▸ **TASK INSTRUCTIONS**
Pick up the passage on the Labor Department's final ESG rule for retirement plans after its last sentence and keep writing it.

▸ **EXTRACT TO READ**
===

Still, the final rule—even watered-down—will likely dampen the growing momentum in ESG investing in the U.S., placing it at a disadvantage to its peers abroad. At NEPC, we believe ESG factors influence a company’s success and its investment value and, therefore, have a material impact on risk-return. As a result, investors, now daunted by the prospect of integrating ESG considerations into their investment process, may be forgoing the potential for better outcomes. That said, we ask the retirement community to be patient as the shift from a Trump to Biden administration could change the course of the Labor Department. The ESG community will be watching closely to see if this final rule is overturned or revised. As it stands now, the rule will go into effect 60 days after publication in the Federal Register; however, plans, if needed, can make changes to Qualified Default Investment Alternatives, or QDIAs, until April 30, 2022.

===

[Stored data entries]
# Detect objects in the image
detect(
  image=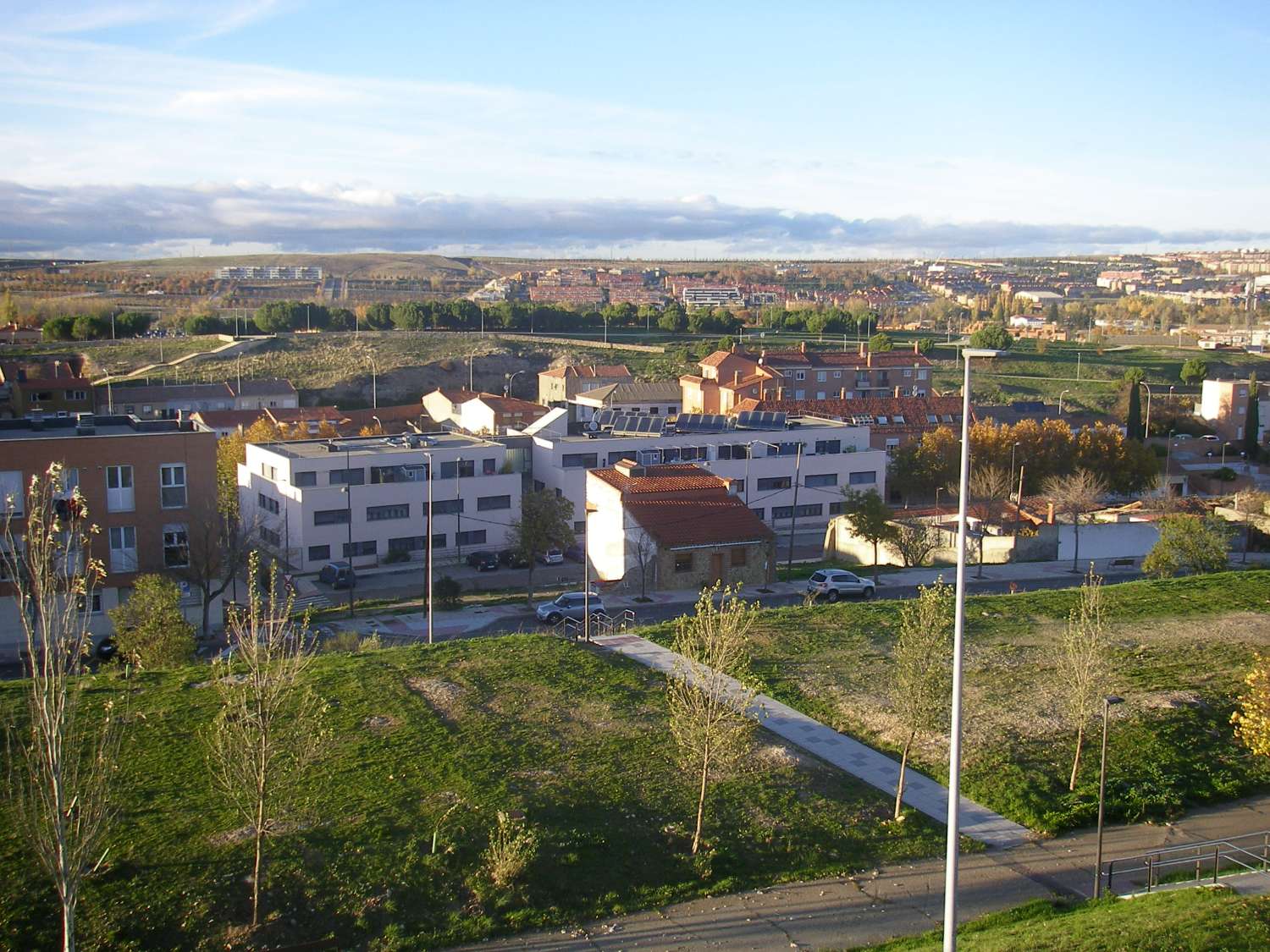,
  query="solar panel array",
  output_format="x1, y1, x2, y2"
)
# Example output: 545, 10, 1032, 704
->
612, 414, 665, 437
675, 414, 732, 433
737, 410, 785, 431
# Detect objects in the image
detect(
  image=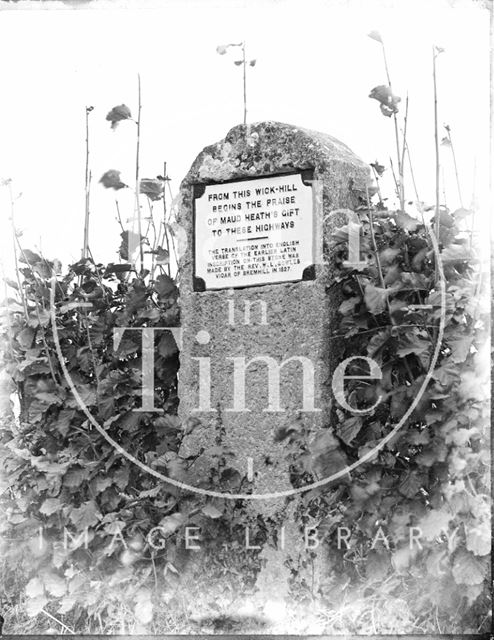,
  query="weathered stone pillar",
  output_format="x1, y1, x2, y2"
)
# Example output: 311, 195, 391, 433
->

===

▸ **EXERCISE RESULT**
The final rule comes on the heels of a resounding outcry against the DOL’s proposal that was published on June 23. In a 30-day comment period that ended in July, critics, including NEPC, institutional investors and investment managers, said the DOL’s stance on ESG investing—ranging from requiring additional paperwork and processes to stricter parameters for the selection process—would discourage fiduciaries from adopting and implementing ESG investments in ERISA plans. These admonishments come at a time when plan participants are increasingly demanding investment choices that provide returns alongside ESG integration. In 2020, inflows into domestic sustainable funds, which include ESG investments, totaled $20.9 billion through the first half of  the year, and will likely exceed 2019’s record inflows of $21.4 billion, according to data from Morningstar; still, the United States lags Europe, where investors poured a record $135 billion into sustainable investments last year. Further, regulators in Europe have taken an entirely different approach: Rather than attempting to limit the advancement of ESG investing, the European Union is poised to require investment managers and pension plans to set standards for disclosure of ESG risks and requirements for such disclosures. 

We believe by incorporating ESG factors that traditional financial analyses may overlook, prospective investors can get a clearer picture of the true risks and and opportunities of an investment. ESG analysis can help identify and avoid short-term risks and, as a result, enhance long-term performance. For instance, a deep dive into ESG factors could have foreshadowed the troubles at credit bureau Equifax when its data on over 145 million Americans was breached in 2017. A better understanding of how companies and investment products incorporate ESG factors can help you make investment decisions that are not only profitable, but also sustainable.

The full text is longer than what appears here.